━━━ Excerpt

Xiylo, a University of Bristol spinout, similarly discovered a molecule that binds only to glucose, and turned that into a “smart insulin” company, helping diabetics. It was acquired by Novo Nordaisk in 2018.

Agriculture and food

Synthetic biology in the agriculture and food market is expected to witness significant growth in the coming years – from an estimated $3.2bn in 2020 to $14.12bn by 2025, at a CAGR of 34.56% during that period, according to a report by BIS Research. Driving factors behind this expected growth include the growing need for global food security, heightened consumer awareness of the importance of nutrition and greater investments in research.

Potential applications in agtech and foodtech range from crop yield management and development of disease and pest- resistant crops to the improvement of soil health, optimisation of food processing as well as enhancing food nutritional value and food safety.

There are many promising startups in this space. California- based Pivot Bio, for example, is developing a microbial solution that replaces nitrogen fertilisers. It has received backing from several corporate VCs including Tekfen Ventures, Bunge Ventures and Leaps by Bayer, according to PitchBook.

Similarly, Colorado-based DMC Biotechnologies develops bio-based chemicals designed for low-cost, sustainable transformation of multiple product markets. The company is backed by Solvay Ventures, the venturing arm of chemical producer Solvay, according to PitchBook.

━━━━━━
━━━ Dataset excerpts

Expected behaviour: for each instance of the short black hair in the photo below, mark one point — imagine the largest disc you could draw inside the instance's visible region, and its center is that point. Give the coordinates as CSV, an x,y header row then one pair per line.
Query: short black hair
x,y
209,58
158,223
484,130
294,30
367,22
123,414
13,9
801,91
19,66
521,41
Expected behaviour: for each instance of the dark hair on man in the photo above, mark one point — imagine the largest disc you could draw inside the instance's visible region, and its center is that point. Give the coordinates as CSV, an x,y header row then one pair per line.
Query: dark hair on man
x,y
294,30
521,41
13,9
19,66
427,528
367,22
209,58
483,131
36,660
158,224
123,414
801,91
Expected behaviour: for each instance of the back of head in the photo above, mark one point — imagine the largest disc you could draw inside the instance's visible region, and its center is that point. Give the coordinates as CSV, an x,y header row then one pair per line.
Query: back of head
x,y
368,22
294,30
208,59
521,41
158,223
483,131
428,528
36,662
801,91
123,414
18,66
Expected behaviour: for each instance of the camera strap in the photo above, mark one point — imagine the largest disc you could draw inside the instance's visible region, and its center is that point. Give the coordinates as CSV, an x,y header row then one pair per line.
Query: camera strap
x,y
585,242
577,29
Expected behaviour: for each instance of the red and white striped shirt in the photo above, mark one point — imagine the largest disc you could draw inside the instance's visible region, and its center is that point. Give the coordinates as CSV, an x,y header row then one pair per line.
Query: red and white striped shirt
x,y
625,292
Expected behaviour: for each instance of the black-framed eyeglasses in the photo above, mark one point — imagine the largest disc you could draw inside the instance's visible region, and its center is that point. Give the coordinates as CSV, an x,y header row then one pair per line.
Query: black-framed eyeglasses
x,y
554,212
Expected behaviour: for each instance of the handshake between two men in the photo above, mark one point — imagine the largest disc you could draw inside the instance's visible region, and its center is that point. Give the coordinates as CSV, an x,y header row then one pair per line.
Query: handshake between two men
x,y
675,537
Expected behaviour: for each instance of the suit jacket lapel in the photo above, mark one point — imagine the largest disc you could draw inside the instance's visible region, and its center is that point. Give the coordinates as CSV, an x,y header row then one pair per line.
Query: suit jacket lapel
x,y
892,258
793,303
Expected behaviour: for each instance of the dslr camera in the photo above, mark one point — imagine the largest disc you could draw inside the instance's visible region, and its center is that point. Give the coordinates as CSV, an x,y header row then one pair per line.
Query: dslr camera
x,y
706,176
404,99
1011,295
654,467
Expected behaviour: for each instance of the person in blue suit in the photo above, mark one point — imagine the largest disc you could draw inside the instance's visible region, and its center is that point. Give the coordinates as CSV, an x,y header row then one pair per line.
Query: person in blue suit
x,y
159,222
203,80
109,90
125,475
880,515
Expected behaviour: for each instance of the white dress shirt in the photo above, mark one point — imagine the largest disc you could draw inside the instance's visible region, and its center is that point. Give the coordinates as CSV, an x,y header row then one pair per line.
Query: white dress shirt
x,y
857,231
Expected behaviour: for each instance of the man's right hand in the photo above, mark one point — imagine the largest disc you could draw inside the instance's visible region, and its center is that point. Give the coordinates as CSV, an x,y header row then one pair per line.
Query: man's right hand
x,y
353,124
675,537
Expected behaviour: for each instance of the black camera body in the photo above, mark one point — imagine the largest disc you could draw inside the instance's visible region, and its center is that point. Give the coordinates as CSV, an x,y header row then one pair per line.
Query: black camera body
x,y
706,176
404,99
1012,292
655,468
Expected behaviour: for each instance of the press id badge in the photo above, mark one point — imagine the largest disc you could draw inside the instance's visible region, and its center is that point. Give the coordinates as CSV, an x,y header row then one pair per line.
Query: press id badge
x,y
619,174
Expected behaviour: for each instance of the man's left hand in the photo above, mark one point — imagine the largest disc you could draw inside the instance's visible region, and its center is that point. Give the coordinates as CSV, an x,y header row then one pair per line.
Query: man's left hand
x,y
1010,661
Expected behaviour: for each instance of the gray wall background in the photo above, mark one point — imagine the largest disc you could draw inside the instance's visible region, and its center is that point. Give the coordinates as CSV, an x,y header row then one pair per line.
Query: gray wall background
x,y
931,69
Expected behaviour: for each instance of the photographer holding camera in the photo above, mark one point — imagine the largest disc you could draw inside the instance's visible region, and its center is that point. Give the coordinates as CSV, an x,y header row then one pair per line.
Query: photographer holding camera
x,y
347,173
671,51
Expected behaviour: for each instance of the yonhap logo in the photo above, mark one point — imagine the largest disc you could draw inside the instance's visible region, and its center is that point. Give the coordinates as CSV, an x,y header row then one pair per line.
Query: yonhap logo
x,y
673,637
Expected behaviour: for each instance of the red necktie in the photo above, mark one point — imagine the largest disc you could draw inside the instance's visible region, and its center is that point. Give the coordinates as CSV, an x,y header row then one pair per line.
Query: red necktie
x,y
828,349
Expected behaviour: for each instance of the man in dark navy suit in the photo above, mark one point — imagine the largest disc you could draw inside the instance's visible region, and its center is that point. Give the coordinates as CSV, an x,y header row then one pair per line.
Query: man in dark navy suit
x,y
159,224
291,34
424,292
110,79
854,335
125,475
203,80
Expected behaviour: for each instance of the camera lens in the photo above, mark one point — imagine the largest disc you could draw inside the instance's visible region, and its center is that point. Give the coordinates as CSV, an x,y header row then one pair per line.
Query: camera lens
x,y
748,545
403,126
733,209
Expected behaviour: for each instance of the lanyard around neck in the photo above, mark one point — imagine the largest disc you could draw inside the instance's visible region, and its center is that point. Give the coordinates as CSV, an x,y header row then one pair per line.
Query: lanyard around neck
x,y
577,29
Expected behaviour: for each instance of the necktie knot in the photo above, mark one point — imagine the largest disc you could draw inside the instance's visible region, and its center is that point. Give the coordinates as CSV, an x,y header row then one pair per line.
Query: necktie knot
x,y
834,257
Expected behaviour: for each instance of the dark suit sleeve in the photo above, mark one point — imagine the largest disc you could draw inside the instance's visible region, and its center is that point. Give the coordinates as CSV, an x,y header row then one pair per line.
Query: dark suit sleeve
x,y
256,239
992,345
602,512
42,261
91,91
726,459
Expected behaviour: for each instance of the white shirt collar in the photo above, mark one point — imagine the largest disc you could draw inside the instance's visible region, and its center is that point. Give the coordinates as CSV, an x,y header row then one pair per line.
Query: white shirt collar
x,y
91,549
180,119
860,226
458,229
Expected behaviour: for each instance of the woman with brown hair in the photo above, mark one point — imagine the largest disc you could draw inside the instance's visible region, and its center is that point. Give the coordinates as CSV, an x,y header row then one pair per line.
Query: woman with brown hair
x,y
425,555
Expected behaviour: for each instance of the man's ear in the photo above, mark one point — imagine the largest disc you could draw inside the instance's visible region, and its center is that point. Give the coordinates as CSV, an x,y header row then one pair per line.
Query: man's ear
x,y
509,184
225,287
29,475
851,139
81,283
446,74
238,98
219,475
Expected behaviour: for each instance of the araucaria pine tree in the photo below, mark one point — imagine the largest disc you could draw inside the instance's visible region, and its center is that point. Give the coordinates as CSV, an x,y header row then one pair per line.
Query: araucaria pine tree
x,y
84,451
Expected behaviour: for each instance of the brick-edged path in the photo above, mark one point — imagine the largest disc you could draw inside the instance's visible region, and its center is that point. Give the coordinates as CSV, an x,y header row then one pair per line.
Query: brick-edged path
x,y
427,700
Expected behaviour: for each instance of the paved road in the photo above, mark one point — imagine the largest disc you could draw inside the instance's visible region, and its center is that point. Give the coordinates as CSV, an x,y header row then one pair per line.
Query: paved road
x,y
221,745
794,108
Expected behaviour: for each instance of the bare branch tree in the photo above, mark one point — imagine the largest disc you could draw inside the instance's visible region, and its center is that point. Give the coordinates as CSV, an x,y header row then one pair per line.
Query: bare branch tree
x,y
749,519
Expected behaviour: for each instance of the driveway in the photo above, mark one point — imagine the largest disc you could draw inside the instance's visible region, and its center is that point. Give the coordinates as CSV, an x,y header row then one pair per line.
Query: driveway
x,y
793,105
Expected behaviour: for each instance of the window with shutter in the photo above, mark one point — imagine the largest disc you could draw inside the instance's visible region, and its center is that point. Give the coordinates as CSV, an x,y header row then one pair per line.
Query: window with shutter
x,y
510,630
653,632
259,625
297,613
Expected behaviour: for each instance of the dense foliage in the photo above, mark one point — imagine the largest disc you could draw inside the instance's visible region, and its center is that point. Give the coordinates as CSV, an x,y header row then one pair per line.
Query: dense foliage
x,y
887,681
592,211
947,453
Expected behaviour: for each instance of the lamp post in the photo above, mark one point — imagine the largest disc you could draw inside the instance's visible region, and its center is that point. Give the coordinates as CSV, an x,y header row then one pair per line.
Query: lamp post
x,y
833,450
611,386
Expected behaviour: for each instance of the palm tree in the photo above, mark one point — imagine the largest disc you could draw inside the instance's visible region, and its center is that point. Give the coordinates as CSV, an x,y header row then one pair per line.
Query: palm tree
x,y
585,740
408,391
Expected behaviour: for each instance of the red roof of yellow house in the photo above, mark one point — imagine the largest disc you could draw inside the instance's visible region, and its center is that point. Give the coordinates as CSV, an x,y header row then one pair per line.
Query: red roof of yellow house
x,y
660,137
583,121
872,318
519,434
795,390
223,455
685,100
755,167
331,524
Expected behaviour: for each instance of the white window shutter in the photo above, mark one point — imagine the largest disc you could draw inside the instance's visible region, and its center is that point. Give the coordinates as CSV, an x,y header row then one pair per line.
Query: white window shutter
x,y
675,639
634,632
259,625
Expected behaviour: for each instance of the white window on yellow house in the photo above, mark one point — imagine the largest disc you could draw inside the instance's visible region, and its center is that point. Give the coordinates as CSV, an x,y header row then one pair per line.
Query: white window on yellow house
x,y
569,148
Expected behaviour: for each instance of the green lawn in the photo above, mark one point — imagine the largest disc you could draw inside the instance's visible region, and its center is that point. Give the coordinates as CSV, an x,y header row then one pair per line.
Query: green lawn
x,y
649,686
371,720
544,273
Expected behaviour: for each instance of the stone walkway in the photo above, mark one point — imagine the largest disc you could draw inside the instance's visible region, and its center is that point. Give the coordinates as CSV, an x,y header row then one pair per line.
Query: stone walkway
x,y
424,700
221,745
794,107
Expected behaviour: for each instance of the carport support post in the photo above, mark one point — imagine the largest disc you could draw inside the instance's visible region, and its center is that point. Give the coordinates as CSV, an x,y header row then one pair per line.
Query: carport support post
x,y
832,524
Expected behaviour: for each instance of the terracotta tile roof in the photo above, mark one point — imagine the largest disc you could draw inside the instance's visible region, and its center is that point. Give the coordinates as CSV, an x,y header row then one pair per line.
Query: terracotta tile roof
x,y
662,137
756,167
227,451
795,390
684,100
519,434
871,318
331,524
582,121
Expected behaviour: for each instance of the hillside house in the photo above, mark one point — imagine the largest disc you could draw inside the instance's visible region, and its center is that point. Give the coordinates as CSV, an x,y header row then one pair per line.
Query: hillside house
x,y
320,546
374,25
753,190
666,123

━━━━━━

◆ **Problem 1**
According to the excerpt on synthetic biology in agriculture and food, what market value does BIS Research project for 2025?
◆ **Problem 2**
Carry on the synthetic biology excerpt from its closing sentence about DMC Biotechnologies.

◆ **Written reply 1**
$14.12bn

◆ **Written reply 2**
Material advances

Engineering biology is also making strides in materials that could be greener and more sustainable. A case in point would be an application of synthetic biology to the textiles and apparel industry. It is all about living organisms with the potential to become bio-fabrics.

Big global clothing brands have a sustainability and emissions problem when it comes to synthetic fabrics. Artificial leather is made from petroleum derivatives and needs harsh chemical treatment to make it feel and look like real leather, as a blog post on Cleantech.com explains.

The post identifies several startups (Modern Meadow, Provenance Biofabrics and VitroLabs) that specialise in making bioleather, without animals being involved. Modern Meadow makes such leather from yeast-expressed collagen, the primary component of skin, and claims to do it at costs on par with traditional leather. Provenance Biofabrics similarly uses collagen to create leather.

Another interesting application is the harvesting of spider silk. Also known as super silk, protein fibre spun by spiders is five times stronger than steel and more elastic and waterproof. It is, however, very difficult to farm and mass-produce. As the CleanTech.com blog post notes, today genetically engineered hosts (e.g. yeasts, silkworms and goats) can be used to get spider silk. Two companies specialise in this – Bolt Threads, which works with yeast, and Japan-based Spiber which uses E.coli.

Bio-engineered materials can go beyond fabrics and textiles. According to Nature magazine, hyaline films are made from diamine monomers produced by engineered organisms that were optimised using a suite of robotics to build millions of strains in parallel. Such films are clear, flexible and robust to make them suitable for flexible electronic devices like wearables.

Stumbling blocks

The engineering and synthetic biology sector faces some challenges in scaling. While nature may have developed enviable chemistry, bio solutions are not always easy to harvest on a large enough scale to be commercially viable.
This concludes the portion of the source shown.